▸ **EXERCISE GOAL**:
Reproduce every one of the following records verbatim, character for character, with no changes.

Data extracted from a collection
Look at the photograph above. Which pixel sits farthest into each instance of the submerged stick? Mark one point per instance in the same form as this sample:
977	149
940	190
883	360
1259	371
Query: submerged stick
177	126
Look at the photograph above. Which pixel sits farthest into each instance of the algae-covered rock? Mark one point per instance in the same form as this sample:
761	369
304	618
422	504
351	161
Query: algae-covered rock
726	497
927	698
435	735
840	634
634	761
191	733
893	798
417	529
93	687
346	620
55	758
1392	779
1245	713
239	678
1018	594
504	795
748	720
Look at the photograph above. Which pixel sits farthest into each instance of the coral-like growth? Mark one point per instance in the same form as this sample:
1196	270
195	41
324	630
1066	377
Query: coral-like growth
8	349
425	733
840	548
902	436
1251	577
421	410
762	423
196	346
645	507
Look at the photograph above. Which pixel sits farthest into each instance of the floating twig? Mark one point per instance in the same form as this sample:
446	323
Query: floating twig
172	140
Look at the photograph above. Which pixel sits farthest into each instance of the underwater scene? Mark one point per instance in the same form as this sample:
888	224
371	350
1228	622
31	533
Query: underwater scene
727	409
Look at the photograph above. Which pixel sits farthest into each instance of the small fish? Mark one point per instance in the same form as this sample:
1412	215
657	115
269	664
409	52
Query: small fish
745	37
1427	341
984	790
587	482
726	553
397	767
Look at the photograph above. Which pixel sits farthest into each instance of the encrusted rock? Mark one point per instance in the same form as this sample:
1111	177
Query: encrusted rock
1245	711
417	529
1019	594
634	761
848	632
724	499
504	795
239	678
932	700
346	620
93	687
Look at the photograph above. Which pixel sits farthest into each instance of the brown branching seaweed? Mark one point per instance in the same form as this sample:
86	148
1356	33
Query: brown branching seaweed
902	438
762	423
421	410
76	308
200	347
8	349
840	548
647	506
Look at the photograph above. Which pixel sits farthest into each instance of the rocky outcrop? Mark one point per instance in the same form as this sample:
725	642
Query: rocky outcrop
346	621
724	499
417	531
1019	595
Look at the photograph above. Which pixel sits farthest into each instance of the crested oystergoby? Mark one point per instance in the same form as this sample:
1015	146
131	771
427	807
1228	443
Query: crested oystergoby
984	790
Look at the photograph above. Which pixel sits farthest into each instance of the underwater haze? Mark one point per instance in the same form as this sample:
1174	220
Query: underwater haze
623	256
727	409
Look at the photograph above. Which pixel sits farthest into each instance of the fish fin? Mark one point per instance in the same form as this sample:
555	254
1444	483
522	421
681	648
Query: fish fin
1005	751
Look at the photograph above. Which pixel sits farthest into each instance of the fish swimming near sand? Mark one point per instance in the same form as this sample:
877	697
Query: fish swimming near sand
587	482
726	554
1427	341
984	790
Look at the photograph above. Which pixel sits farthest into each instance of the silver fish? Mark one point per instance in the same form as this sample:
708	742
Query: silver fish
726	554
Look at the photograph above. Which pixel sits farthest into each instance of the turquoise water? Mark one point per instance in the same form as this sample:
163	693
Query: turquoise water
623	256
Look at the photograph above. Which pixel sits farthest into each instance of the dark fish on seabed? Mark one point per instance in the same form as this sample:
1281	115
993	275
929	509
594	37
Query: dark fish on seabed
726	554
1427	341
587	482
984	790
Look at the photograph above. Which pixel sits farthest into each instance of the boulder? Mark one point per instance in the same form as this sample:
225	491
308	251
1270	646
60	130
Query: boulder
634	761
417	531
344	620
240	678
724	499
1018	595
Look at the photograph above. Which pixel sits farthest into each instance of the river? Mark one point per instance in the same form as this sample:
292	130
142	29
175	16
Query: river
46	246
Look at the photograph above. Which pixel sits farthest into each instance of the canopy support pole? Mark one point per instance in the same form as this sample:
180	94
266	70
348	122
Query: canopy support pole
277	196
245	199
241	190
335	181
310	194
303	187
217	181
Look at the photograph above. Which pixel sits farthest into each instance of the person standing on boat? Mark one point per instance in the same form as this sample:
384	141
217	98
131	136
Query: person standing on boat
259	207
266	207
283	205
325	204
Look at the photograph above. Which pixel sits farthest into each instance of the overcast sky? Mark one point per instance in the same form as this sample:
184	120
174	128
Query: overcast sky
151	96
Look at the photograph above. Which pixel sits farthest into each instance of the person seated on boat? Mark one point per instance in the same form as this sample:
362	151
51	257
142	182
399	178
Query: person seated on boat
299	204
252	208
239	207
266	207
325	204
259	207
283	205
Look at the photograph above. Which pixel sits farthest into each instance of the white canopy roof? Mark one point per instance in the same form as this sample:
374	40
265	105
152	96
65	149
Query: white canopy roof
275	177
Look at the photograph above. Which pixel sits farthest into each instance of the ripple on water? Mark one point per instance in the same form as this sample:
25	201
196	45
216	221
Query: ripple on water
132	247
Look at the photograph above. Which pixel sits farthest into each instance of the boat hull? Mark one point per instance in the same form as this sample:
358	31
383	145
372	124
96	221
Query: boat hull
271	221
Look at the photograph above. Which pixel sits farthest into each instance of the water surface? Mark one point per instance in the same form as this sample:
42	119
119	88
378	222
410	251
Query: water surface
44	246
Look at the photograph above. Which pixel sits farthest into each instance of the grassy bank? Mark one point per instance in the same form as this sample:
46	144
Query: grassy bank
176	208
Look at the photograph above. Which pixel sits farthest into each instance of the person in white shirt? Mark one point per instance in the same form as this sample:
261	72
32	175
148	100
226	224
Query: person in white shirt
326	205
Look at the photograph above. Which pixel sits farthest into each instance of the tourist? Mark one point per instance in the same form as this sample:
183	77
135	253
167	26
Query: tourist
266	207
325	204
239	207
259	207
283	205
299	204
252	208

▸ **FULL SOLUTION**:
Look at the photograph above. Which pixel sits farthest into each instance of the submerged stick? Mark one point per instance in the same form as this sample:
977	149
940	190
883	360
1259	371
Query: submerged stick
177	126
Look at the photograph above. Which pixel sits farthest into each instance of the algae-covered rock? Mark one point per instance in the same form as this sample:
761	369
304	618
422	504
351	161
Query: algae-covered rock
726	497
927	698
435	735
840	634
634	761
191	733
893	798
417	529
93	687
346	620
55	758
1392	779
1245	713
239	678
1018	594
504	795
748	720
Look at the photograph above. Which pixel sits farthest into each instance of the coral-like growth? Mark one point per instance in the same form as this sample:
1196	270
195	41
324	630
1066	377
Query: coral-like growth
8	349
425	733
840	548
902	436
1251	577
421	410
762	423
196	346
645	507
Look at the photograph above. Which pixel sits farthest into each instance of the floating twig? Mark one point per instance in the same form as this sample:
446	323
Query: floating twig
172	140
Look at the photograph above. Which pixel sits farthest into each instance of the underwater scene? Mark one point per instance in the same form as this sample:
888	224
371	350
1228	622
31	533
Query: underwater scene
727	409
Look at the photograph above. Which pixel sits farthest into each instance of the small fish? Mark one point per instance in the same form as this sample:
1412	215
657	115
269	664
409	52
Query: small fish
745	37
1427	341
984	790
587	482
726	553
397	767
Look at the photograph above. Which pixel sits farthest into each instance of the encrusted rock? Mark one point per instance in the same form as this sample:
1111	177
Query: encrusted rock
1245	711
417	529
1019	594
634	761
848	632
724	499
504	795
239	678
932	700
346	620
93	687
Look at the photograph above. Which pixel sits farthest into each instance of the brown branching seaweed? Mark one point per instance in the same form as this sample:
86	148
1356	33
Query: brown branching seaweed
902	438
762	423
421	410
76	308
200	347
8	349
840	548
647	506
Look at the photograph above. Which pixel sits farthest into each instance of the rocky outcrop? Mark one point per instance in the same form as this sample:
725	642
Query: rocky outcrop
346	621
724	499
417	531
1019	595
Look at the photograph above. Which pixel sits farthest into each instance of the crested oystergoby? Mark one point per instance in the same form as this sample:
1015	146
131	771
427	807
1228	443
Query: crested oystergoby
984	790
Look at the photograph above. Which pixel sits farthest into each instance of the underwater haze? Mark one point per instance in the same form as this sample:
1174	220
Query: underwater haze
623	256
727	409
Look at the photograph above. Which pixel sits farthest into each instance of the fish fin? Mark one point per instance in the same form as this sample:
555	254
1444	483
522	421
681	648
Query: fish fin
1005	751
Look at the photograph above. Which pixel sits farthest into each instance of the fish swimming near sand? Mark one point per instance in the same form as this sample:
877	697
Query: fish swimming near sand
587	482
726	554
1427	341
984	790
Look at the photograph above. Which pixel sits farthest into each instance of the silver fish? Mark one point per instance in the same form as this sample:
708	742
Query: silver fish
726	554
Look at the photograph above. Which pixel sits farthest into each instance of the turquoise water? Mark one point per instance in the same form as this sample:
163	693
Query: turquoise water
623	256
Look at the photograph above. Which pixel sits farthest into each instance of the dark fish on seabed? Mark one point per instance in the same form as this sample:
1281	115
993	275
929	509
594	37
Query: dark fish on seabed
726	554
1427	341
587	482
984	790
Look at the photograph above. Which pixel sits farthest into each instance of the boulder? Mark one point per instance in the same form as this sample:
225	491
308	251
1270	646
60	130
Query: boulder
634	761
417	531
344	620
240	678
724	499
1018	595
Look at the photograph above. Which pixel sits farthest into each instance of the river? Mark one point per instance in the same form as this sample:
292	130
142	29
175	16
Query: river
46	246
Look at the photograph above. Which pixel sits farthest into each instance of the canopy support pole? Mark one point per instance in the same form as this sample:
180	94
266	70
348	122
Query: canopy support pole
277	196
245	199
241	190
335	181
310	194
303	187
217	181
Look at the photograph above. Which pixel sits farthest into each instance of the person standing on boat? Mark one point per instance in the same form as this sample:
384	141
217	98
131	136
Query: person standing on boat
259	207
266	207
283	205
325	204
Look at the photograph above. Which pixel sits farthest into each instance of the overcast sky? Mark one point per instance in the same form as this sample:
184	120
174	128
Query: overcast sky
151	96
Look at the photograph above. Which pixel sits farthest into each instance of the person seated on boat? Mark one point per instance in the same form as this sample:
362	151
51	257
142	182
399	178
Query: person seated on boat
299	204
252	208
239	207
266	207
325	204
259	207
283	205
Look at the photograph above. Which pixel sits farthest into each instance of the white canopy roof? Mark one point per instance in the same form as this sample:
374	40
265	105
152	96
65	149
Query: white canopy roof
275	177
Look at the photograph above. Which pixel sits farthest into each instance of the ripple on water? Mark one point per instance in the same form as this sample:
25	201
196	45
216	221
Query: ripple on water
132	247
Look at the photograph above. Which pixel sits farthest into each instance of the boat hull? Mark one point per instance in the same form as this sample:
358	31
383	145
372	124
96	221
Query: boat hull
271	221
Look at the photograph above. Which pixel sits farthest into each instance of the water surface? Mark one point per instance in the same form as this sample:
42	119
119	88
378	222
410	251
Query: water surface
44	246
Look at the photograph above. Which pixel sits farthest into each instance of the grassy bank? Mark one point per instance in the same form as this sample:
46	144
Query: grassy bank
176	208
Look at the photograph above. Which pixel sits farthest into each instance of the person in white shirt? Mark one point per instance in the same form as this sample:
261	72
32	175
148	100
226	224
Query: person in white shirt
326	205
Look at the photograph above. Which pixel sits farthest into each instance of the tourist? Mark one point per instance in the same form as this sample:
183	77
135	253
167	26
Query: tourist
266	207
325	204
239	207
259	207
283	205
299	204
252	208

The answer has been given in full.